Johns Hopkins Cardilogist Wins Grant to Develop Surgical Device
Perceptive Navigation, a medical device start-up company whose chief executive is Johns Hopkins cardiologist Dr. Ted Abraham, won a highly competitive Small Business Innovation Research (SBIR) Phase 2 grant. Perceptive Navigation, located at the Johns Hopkins University Montgomery County Campus, works to commercialize the Vu-Cath, an image-guided catheter that can be used in complex surgeries. The device, which is on a needle, is used while doing medical procedures on small areas of the body.
The federal government’s SBIR program encourages small businesses to embark on research and development that has the potential for commercialization.“Through a competitive awards-based program, SBIR enables small businesses to explore their technological potential and provides the incentive to profit from its commercialization,” according to the program’s website. “By including qualified small businesses in the nation's R&D arena, high-tech innovation is stimulated and the United States gains entrepreneurial spirit as it meets its specific research and development needs.”
Hopkins Happenings asked Dr. Abraham to discuss his SBIR grant. Abraham is director of Johns Hopkins Hypertrophic Cardiomyopathy Center of Excellence and an associate professor of medicine.
Hopkins Happenings: Tell us about Perceptive Navigation.
Abraham: Perceptive Navigation is a medical device development company that seeks to commercialize an imaging-based interventional catheter device that could be used in multiple medical and surgical disciplines. These include but are not limited to interventional radiology, cardiology, pulmonology and urology.
Hopkins Happenings: How much is Perceptive Navigation receiving through the SBIR grant? How will the grant money be used?
Abraham: The SBIR grant will provide Perceptive Navigation just over $1 million to refine the current prototype device and to test it in preclinical studies and initial human pilot studies.

#####

▸ **Task set**:
• A. Reproduce word for word the part of the grant article from "Hopkins Happenings asked" to "pulmonology and urology.".
• B. Carry the grant article forward, starting after its last sentence.
The listing that comes next is separate material and unrelated to the grant article.

(Referring expression data)
#####

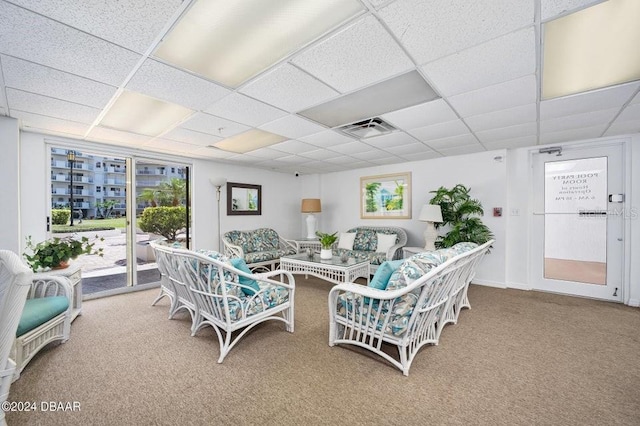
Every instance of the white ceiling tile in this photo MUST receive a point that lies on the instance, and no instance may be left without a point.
(327, 138)
(432, 29)
(504, 118)
(584, 102)
(407, 150)
(426, 114)
(294, 147)
(461, 150)
(34, 78)
(511, 132)
(588, 119)
(292, 126)
(132, 24)
(438, 131)
(170, 84)
(454, 141)
(357, 56)
(289, 88)
(61, 47)
(623, 127)
(553, 8)
(102, 134)
(389, 140)
(212, 125)
(496, 61)
(351, 148)
(28, 120)
(191, 137)
(572, 135)
(29, 102)
(522, 142)
(245, 110)
(520, 91)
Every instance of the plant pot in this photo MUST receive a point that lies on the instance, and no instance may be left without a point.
(326, 254)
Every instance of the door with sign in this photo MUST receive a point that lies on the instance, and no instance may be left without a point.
(578, 222)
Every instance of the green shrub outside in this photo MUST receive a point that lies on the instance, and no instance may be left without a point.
(165, 221)
(60, 216)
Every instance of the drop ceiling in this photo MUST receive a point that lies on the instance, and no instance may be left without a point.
(65, 64)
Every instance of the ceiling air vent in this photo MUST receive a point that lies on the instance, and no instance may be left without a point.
(367, 128)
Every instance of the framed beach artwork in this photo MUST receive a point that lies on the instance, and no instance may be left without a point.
(385, 196)
(244, 199)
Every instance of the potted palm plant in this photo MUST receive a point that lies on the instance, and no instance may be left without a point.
(460, 213)
(56, 252)
(326, 241)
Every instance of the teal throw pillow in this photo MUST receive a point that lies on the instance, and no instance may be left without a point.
(383, 273)
(240, 264)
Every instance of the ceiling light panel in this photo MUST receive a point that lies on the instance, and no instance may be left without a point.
(603, 43)
(289, 88)
(245, 110)
(292, 126)
(584, 102)
(249, 141)
(231, 42)
(357, 56)
(43, 105)
(396, 93)
(436, 28)
(34, 78)
(61, 47)
(212, 125)
(426, 114)
(496, 61)
(141, 114)
(170, 84)
(520, 91)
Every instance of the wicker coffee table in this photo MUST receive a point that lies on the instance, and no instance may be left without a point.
(333, 270)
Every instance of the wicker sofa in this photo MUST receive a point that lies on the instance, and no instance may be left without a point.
(260, 248)
(365, 245)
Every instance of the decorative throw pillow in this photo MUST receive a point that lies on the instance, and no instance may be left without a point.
(346, 240)
(383, 273)
(385, 242)
(240, 264)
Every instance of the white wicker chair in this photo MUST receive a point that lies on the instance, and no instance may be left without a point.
(15, 280)
(213, 295)
(368, 317)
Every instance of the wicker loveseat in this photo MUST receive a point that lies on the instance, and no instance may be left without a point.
(260, 248)
(365, 245)
(422, 295)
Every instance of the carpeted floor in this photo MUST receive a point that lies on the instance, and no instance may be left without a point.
(516, 358)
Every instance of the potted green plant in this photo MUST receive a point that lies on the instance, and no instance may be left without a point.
(56, 252)
(460, 213)
(326, 241)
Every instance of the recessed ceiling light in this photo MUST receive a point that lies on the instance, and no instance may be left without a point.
(232, 41)
(249, 141)
(390, 95)
(593, 48)
(142, 114)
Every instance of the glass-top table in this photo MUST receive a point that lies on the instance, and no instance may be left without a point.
(333, 270)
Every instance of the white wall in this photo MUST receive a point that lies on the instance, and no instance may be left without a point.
(10, 188)
(486, 176)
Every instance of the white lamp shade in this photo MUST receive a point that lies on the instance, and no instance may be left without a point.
(430, 213)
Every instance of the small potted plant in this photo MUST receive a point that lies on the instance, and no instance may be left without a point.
(326, 241)
(56, 252)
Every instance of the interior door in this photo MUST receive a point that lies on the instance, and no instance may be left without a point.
(578, 222)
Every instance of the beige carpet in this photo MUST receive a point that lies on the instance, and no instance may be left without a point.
(516, 358)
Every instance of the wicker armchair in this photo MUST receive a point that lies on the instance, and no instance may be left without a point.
(217, 294)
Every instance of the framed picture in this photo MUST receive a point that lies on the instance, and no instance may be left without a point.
(386, 196)
(244, 199)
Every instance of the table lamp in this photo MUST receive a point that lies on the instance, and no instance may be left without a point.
(430, 213)
(311, 206)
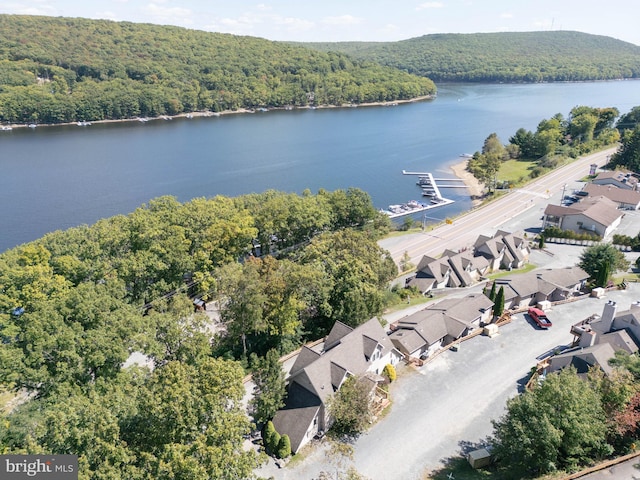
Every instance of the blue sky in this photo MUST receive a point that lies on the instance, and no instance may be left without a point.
(365, 20)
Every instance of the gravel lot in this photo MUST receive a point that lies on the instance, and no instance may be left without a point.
(446, 407)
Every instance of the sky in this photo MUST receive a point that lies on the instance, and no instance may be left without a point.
(354, 20)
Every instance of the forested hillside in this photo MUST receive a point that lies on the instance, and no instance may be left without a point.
(502, 57)
(75, 304)
(56, 70)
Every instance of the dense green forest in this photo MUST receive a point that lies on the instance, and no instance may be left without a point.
(555, 140)
(75, 304)
(502, 57)
(56, 70)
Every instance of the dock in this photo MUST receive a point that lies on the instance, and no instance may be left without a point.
(430, 188)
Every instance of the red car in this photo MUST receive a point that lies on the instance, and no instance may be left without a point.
(539, 317)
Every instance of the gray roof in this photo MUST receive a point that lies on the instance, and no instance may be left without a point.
(301, 407)
(350, 352)
(585, 357)
(618, 195)
(618, 176)
(599, 209)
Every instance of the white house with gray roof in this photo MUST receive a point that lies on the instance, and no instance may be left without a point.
(596, 215)
(319, 372)
(424, 332)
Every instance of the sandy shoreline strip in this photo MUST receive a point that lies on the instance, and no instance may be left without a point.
(476, 190)
(228, 112)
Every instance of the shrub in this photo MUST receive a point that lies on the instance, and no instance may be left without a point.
(284, 447)
(390, 372)
(271, 438)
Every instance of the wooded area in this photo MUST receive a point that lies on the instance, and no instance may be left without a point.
(55, 70)
(76, 304)
(556, 56)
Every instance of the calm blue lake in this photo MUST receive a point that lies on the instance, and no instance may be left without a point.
(57, 177)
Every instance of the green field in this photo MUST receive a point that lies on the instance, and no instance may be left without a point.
(516, 172)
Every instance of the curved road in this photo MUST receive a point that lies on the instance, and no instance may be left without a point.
(488, 218)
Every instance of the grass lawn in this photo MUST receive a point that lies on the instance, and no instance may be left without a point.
(516, 171)
(505, 273)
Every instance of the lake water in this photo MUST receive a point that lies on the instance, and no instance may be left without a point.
(58, 177)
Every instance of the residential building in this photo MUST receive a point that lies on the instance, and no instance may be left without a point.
(617, 178)
(595, 215)
(467, 267)
(551, 285)
(625, 199)
(421, 334)
(503, 250)
(599, 338)
(318, 373)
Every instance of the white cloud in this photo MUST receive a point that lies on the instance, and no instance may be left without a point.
(293, 24)
(424, 6)
(342, 20)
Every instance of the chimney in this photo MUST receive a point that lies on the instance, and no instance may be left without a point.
(588, 338)
(608, 314)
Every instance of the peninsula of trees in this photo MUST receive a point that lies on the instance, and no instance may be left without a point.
(557, 56)
(55, 70)
(75, 304)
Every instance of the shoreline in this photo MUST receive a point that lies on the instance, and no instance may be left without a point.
(226, 112)
(475, 188)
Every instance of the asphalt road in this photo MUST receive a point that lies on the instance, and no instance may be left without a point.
(446, 407)
(492, 216)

#####

▸ **Answers below**:
• A.
Hopkins Happenings asked Dr. Abraham to discuss his SBIR grant. Abraham is director of Johns Hopkins Hypertrophic Cardiomyopathy Center of Excellence and an associate professor of medicine.
Hopkins Happenings: Tell us about Perceptive Navigation.
Abraham: Perceptive Navigation is a medical device development company that seeks to commercialize an imaging-based interventional catheter device that could be used in multiple medical and surgical disciplines. These include but are not limited to interventional radiology, cardiology, pulmonology and urology.

• B.
Hopkins Happenings: What is the problem your device is trying to solve?
Abraham: In almost all disease conditions, access to tissue is often critical to confirming the diagnoses and delivering definitive therapy to a particular location. The current means of access are limited and fail in about a third of the attempts. Perceptive Navigation devices will provide a reliable, safe and economical way of accessing various tissues and organs without the need for expensive instrumentation or high-end facilities.
Hopkins Happenings: What is the next step?
Abraham: Our next critical steps are to refine our current prototype and make it production and clinical grade. This will enable us to conduct essential studies in the preclinical and clinical setting. We are also in the process of submitting our FDA application.
Hopkins Happenings: What else would you like to add?
Abraham: Perceptive Navigation estimates that we are about 18 to 24 months from a marketable device. We have accordingly expanded our team bringing on (BioHealth Innovation Entrepreneur-in-Residence) Todd Chappell as the chief executive officer and Paul Southworth as our senior advisor. Todd and Paul have extensive experience with university-based startup-up companies and have developed successful companies and been extremely effective in taking innovative medical products to market.